## STUDY QUESTIONS
**1.** Answer these questions from the fireworks injuries article:
(a) How many people were treated in emergency departments nationwide for fireworks-related injuries in 2009?
(b) How hot can sparklers burn?
(c) Which hospitals is Dr. Rick Kessler with?
**2.** Continue the fireworks injuries article from its last paragraph.

## READING PASSAGE

June 27, 2016


Police, hospitals brace for fireworks injuries

Local law enforcement agencies, fire departments and emergency rooms are preparing for an explosion of fireworks incidents that accompany Fourth of July festivities.

Dr. Judith Welsh, who works with Southwest Gen­eral Health Center’s Brunswick Emergency Department, said the emergency room will be on high alert.

“The Fourth of July is one of the worst days of the year for trauma in general and for fireworks specifically,” she said. “The problem is when people don’t respect the device in their hands.”

The Consumer Products Safety Commission released its annual fireworks report Tuesday that showed 8,800 people were treated in emergency departments nationwide for fireworks-related injuries in 2009. An estimated 5,900 fireworks­related injuries, or 67 percent of people treated, occurred during the one-month period surround­ing the Fourth of July holiday.

Dr. Rick Kessler, of Summa’s Wadsworth-Rittman and Barberton hospitals, said he will see injuries ranging from sparkler burns to serious hand injuries from fireworks.

“Plastic surgeons and hand surgeons are ready every Fourth of July because injuries are pretty common,” he said, especially around the week­end.

Andre Goe, educator and inspector for the Medina Fire Department, instructs families how to safely use legal fire­works, which include sparklers and are commonly known as “novelty” fireworks. He said there’s still danger associated with those.

“There’s a lot of people get­ting hurt and injured (from the novelty fireworks) that you’ll never hear about like you do the big things,” he said.

For example, he noted sparklers can burn at 1,800 degrees.

“Even once they go out, they’re still hot,” Goe said. “You need to have a bucket of water” to dispose of them.

He said one adult should be the point person in charge of making sure everything is safe.

“That person should know the hazards of each different firework. Then they’re more concentrated on the safety end of everything,” he said.

Entries from a collection:

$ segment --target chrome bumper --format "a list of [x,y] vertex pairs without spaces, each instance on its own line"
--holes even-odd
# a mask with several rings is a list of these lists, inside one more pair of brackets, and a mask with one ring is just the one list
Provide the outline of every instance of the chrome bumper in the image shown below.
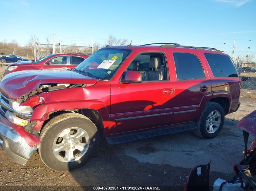
[[0,122],[0,146],[10,158],[24,165],[37,148],[37,145],[30,147],[17,132],[12,127]]

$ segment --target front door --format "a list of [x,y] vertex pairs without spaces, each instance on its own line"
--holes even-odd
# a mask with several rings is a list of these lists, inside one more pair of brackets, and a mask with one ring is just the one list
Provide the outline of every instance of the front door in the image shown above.
[[[166,55],[165,52],[140,53],[135,51],[129,56],[132,56],[132,61],[127,61],[128,67],[125,71],[140,72],[142,82],[125,84],[111,81],[111,134],[170,124],[174,86]],[[144,67],[145,65],[147,68]],[[146,68],[148,70],[142,70]]]

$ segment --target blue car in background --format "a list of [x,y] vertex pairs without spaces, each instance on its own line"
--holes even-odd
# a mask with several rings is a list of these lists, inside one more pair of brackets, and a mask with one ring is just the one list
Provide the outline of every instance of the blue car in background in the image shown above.
[[0,57],[0,61],[3,63],[13,63],[21,61],[29,61],[28,59],[23,58],[19,56],[14,54],[3,55],[3,56]]

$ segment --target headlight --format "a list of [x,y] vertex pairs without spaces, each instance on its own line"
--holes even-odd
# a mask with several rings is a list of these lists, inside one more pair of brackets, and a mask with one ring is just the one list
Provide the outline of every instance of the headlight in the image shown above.
[[25,126],[28,124],[28,121],[18,117],[9,111],[7,111],[5,113],[5,117],[11,122],[16,125]]
[[18,67],[18,66],[11,66],[9,67],[8,67],[8,68],[7,68],[7,70],[8,71],[12,71],[15,68],[17,68]]
[[24,114],[30,114],[33,112],[33,109],[29,106],[20,106],[19,103],[14,100],[10,100],[9,101],[10,106],[15,110]]

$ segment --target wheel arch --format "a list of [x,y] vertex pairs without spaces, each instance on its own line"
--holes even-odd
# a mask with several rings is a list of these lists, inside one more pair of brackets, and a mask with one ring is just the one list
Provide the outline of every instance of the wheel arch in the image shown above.
[[30,120],[44,121],[40,127],[41,129],[51,119],[65,113],[83,115],[95,123],[100,133],[104,136],[110,134],[110,118],[105,103],[100,101],[84,100],[42,104],[35,108]]

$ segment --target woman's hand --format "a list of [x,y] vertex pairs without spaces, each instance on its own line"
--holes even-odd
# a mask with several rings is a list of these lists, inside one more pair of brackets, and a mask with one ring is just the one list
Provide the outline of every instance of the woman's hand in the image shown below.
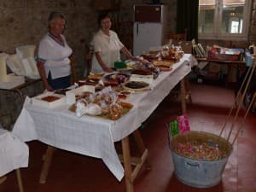
[[53,91],[54,89],[49,84],[44,84],[44,88],[48,90],[48,91]]
[[104,70],[104,72],[108,72],[108,73],[111,73],[113,72],[113,70],[112,68],[109,68],[108,67],[103,67],[102,69]]

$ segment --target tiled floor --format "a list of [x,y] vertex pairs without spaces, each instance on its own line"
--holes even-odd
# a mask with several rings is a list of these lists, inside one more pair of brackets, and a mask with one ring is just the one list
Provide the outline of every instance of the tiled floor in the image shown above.
[[[218,134],[234,102],[230,90],[205,84],[192,84],[193,104],[188,105],[192,130]],[[141,129],[148,148],[152,170],[143,169],[135,183],[136,192],[255,192],[256,191],[256,116],[249,114],[243,131],[234,144],[222,182],[211,189],[195,189],[181,183],[173,175],[173,165],[165,124],[179,114],[180,108],[166,98]],[[240,119],[241,119],[241,117]],[[232,119],[229,119],[230,127]],[[235,130],[236,127],[235,127]],[[228,134],[228,129],[224,133]],[[132,143],[132,140],[131,140]],[[117,148],[120,144],[117,143]],[[26,192],[125,192],[125,182],[119,183],[101,160],[63,150],[56,150],[45,184],[38,183],[42,154],[45,145],[29,143],[29,168],[22,169]],[[135,148],[131,147],[131,149]],[[8,175],[1,192],[18,191],[15,174]]]

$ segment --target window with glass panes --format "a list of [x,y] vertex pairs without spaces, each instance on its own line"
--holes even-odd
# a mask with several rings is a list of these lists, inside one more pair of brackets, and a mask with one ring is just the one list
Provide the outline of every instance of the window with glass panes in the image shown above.
[[199,0],[200,38],[247,39],[251,0]]

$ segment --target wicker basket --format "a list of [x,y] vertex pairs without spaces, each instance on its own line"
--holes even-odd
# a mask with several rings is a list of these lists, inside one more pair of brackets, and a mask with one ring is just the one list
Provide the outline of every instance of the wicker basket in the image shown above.
[[[226,150],[227,156],[218,160],[198,160],[182,156],[173,150],[178,143],[207,143],[209,141],[218,144],[220,150]],[[189,131],[175,136],[172,137],[170,145],[176,177],[183,183],[196,188],[210,188],[221,181],[222,173],[233,150],[227,140],[203,131]]]

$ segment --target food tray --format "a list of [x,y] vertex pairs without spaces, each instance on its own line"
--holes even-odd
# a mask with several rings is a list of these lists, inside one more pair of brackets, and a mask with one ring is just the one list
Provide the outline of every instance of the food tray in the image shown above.
[[[60,99],[53,102],[46,102],[42,100],[43,97],[49,96],[56,96],[59,97]],[[32,98],[32,105],[36,105],[43,108],[54,108],[58,106],[64,105],[66,101],[65,98],[66,97],[63,95],[55,94],[53,92],[47,92]]]
[[83,85],[77,89],[73,89],[66,92],[66,102],[67,104],[73,104],[76,102],[76,95],[88,91],[95,93],[95,86],[92,85]]
[[[128,87],[127,84],[131,83],[138,83],[138,84],[143,84],[145,86],[143,87],[137,87],[137,88],[131,88]],[[122,86],[125,90],[131,90],[131,91],[143,91],[143,90],[148,90],[151,89],[149,84],[144,82],[144,81],[127,81],[124,84],[122,84]]]
[[[119,118],[125,115],[133,108],[133,105],[129,103],[129,102],[121,102],[120,104],[123,107],[123,113]],[[76,113],[76,109],[77,109],[77,107],[76,107],[75,103],[72,104],[68,108],[68,110],[73,112],[73,113]],[[110,118],[108,117],[108,114],[101,114],[101,115],[84,114],[84,115],[93,116],[93,117],[99,117],[99,118],[102,118],[102,119],[110,119]]]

## RESULTS IN ORDER
**1.**
(a) 8,800
(b) 1,800 degrees
(c) Summa's Wadsworth-Rittman and Barberton hospitals

**2.**
Sheriff Neil Hassinger said his department also will be on high alert throughout the weekend.

“It’s illegal to shoot them in Ohio. If we get complaints on it, we’re going to take enforce­ment action,” he said.

The possession of fireworks and discharging them are first­degree misdemeanors, which can be punished by up to six months in jail and a $1,000 fine.

Matt Lanier, a prosecutor for the cities of Medina and Brunswick, said those who are cited often are sentenced to probation and receive fines of between $500 and $700.

“I would suppose a repeat offender for fireworks, some­one who has a pattern of this type of activity, would have a chance of seeing jail time,” he said.

Lt. Bob Starcher of the Med­ina Police Department said most officers’ time in the com­ing days will be taken up responding to fireworks calls.

“Those might keep us from something that’s more serious. It takes up a lot of manpower to respond to a lot of different (fireworks) calls,” he said.

Nick Solar, community policing coordinator for the Brunswick department, noted most fireworks are used in con­junction with parties.

“People usually get together for gatherings and then alcohol becomes a factor because they’ve been drinking,” he said. “It’s an explosive situation.”